**Written problem A**
In the football play breakdown, which defender expanded with Smith's first glances toward Metcalf's side?
**Written problem B**
Repeat the part of the football play breakdown that opens with "Though this wasn’t" and stop after "defensive play dissected.".

Here, Smith could have hit Lockett, but the first read was Metcalf and he hit the receiver in the zone hole after the hook defender on that side, #53 Ernest Jones, had expanded with Smith’s first glances out that way.
This 9-yard gain was the perfect drive-starter. “We have just been efficient,” Carroll said on Wednesday about the importance of the Seahawks getting first downs to stay on the field. “We have done a lot of good things, and it has to do a lot with Geno managing the whole thing. There is better efficiency that keeps you going, and you need it. We looked improved in that regard.”
Though this wasn’t a first down, Smith taking this available opening to Fant on-time, rather than forcing the ball downfield out-of-structure, is a great example of the efficiency Carroll identified.
“When the chances have come to throw the ball down the field, he has taken those opportunities,” Waldron continued on Thursday. “When the defense might play it deep to short, he has done a really good job of taking completions throughout the course of a game, and really not put the ball in the peril where there might be a look that is not perfect.”
This was deep to short defensive play dissected.
Play 2
Seattle went fast into the 2nd and 1, trying to maximize the available time before the two-minute warning. Geno got the offense aligned right and once more recognized the post-snap safety rotation into a cover 3 buzz look.

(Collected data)
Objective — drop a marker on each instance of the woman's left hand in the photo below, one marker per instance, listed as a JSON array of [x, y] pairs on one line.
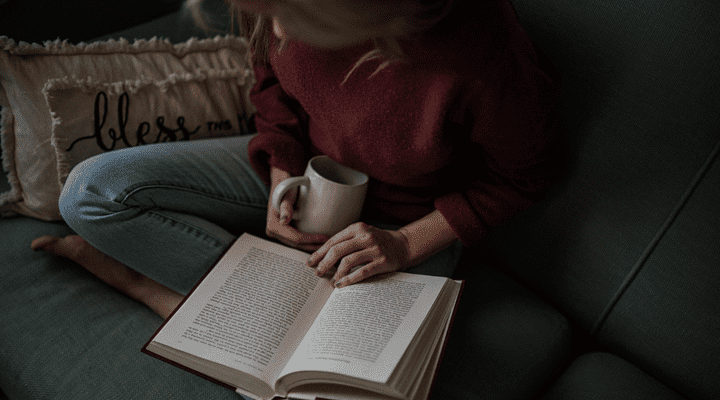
[[379, 250]]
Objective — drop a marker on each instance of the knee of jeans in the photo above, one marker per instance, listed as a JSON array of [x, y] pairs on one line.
[[83, 196]]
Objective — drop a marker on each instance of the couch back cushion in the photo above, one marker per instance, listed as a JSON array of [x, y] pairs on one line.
[[76, 20], [641, 91]]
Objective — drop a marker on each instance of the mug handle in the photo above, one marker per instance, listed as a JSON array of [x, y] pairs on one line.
[[282, 188]]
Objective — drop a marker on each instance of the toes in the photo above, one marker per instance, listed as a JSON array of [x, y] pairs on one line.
[[69, 247], [44, 242]]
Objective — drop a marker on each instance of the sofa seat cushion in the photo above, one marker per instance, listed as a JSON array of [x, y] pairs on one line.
[[599, 376], [505, 343], [67, 335]]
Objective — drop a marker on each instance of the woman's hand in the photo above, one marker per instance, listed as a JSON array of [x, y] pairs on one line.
[[278, 221], [379, 250]]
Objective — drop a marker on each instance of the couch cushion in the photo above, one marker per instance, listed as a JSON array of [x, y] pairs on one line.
[[667, 318], [641, 90], [67, 335], [505, 343], [76, 20], [601, 376]]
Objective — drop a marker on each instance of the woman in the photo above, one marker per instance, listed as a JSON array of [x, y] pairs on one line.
[[445, 104]]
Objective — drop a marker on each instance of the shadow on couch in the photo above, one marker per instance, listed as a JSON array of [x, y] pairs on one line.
[[609, 288]]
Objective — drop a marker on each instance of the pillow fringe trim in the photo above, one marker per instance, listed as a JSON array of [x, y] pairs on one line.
[[243, 76], [122, 45], [7, 141]]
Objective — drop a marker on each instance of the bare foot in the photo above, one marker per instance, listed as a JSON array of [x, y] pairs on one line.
[[159, 298]]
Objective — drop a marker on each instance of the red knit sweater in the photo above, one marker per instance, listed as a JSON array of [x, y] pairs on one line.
[[462, 126]]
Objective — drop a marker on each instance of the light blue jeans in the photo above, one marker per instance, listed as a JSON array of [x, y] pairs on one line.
[[169, 210]]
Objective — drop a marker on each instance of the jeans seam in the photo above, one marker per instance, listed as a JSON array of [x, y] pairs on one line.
[[128, 192], [215, 241]]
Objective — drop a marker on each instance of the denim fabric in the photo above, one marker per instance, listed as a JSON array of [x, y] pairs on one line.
[[170, 210], [167, 210]]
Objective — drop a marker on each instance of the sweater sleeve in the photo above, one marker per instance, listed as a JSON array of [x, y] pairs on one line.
[[280, 122], [514, 141]]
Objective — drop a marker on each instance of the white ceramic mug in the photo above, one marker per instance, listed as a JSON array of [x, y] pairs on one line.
[[330, 199]]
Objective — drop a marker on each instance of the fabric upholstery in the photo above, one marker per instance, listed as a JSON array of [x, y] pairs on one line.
[[72, 336], [505, 343], [602, 376], [639, 111], [76, 20], [668, 319]]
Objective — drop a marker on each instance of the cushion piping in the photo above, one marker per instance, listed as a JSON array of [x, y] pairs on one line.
[[656, 240]]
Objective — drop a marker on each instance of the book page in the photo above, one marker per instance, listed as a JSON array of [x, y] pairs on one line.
[[251, 311], [364, 329]]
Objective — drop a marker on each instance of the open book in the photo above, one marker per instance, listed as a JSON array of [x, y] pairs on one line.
[[260, 322]]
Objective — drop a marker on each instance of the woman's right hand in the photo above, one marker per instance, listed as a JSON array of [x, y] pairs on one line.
[[278, 221]]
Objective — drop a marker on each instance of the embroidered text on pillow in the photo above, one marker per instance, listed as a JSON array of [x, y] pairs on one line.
[[164, 133]]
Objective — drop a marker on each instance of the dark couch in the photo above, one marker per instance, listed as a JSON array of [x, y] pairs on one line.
[[608, 289]]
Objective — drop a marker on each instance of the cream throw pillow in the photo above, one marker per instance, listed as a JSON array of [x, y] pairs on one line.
[[63, 103]]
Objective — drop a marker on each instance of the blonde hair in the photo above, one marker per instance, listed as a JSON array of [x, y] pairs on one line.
[[334, 24]]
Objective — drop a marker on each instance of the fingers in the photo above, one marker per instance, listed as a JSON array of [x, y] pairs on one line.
[[286, 206], [361, 274], [360, 251]]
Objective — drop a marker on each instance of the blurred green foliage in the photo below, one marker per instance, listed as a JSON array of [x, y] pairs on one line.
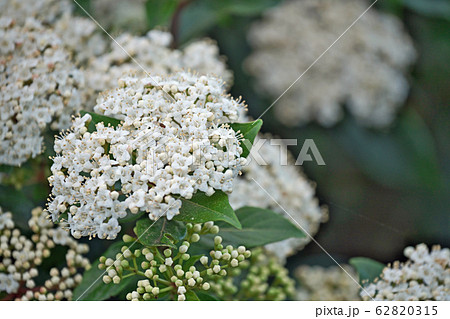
[[384, 189]]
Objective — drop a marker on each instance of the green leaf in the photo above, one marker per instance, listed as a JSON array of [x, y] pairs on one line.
[[249, 131], [259, 227], [191, 296], [92, 286], [201, 208], [368, 269], [160, 233], [131, 217], [159, 13], [97, 118], [204, 296]]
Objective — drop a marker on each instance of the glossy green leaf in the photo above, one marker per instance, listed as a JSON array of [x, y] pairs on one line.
[[97, 118], [259, 227], [249, 131], [159, 13], [162, 232], [92, 286], [201, 208], [405, 157], [368, 269]]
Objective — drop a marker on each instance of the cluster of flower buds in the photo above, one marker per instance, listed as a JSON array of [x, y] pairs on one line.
[[262, 277], [172, 273], [20, 258]]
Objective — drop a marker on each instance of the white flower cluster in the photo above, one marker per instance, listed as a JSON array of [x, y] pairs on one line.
[[38, 86], [288, 186], [424, 276], [326, 284], [20, 258], [45, 11], [173, 141], [153, 56], [364, 70], [80, 36]]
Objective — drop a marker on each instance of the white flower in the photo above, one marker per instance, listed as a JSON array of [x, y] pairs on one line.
[[8, 283], [286, 185], [34, 63], [169, 145], [364, 70], [20, 255], [155, 56], [424, 276]]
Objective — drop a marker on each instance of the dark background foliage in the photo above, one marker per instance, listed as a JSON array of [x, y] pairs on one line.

**Correct answer A**
#53 Ernest Jones, the hook defender on that side.

**Correct answer B**
Though this wasn’t a first down, Smith taking this available opening to Fant on-time, rather than forcing the ball downfield out-of-structure, is a great example of the efficiency Carroll identified.
“When the chances have come to throw the ball down the field, he has taken those opportunities,” Waldron continued on Thursday. “When the defense might play it deep to short, he has done a really good job of taking completions throughout the course of a game, and really not put the ball in the peril where there might be a look that is not perfect.”
This was deep to short defensive play dissected.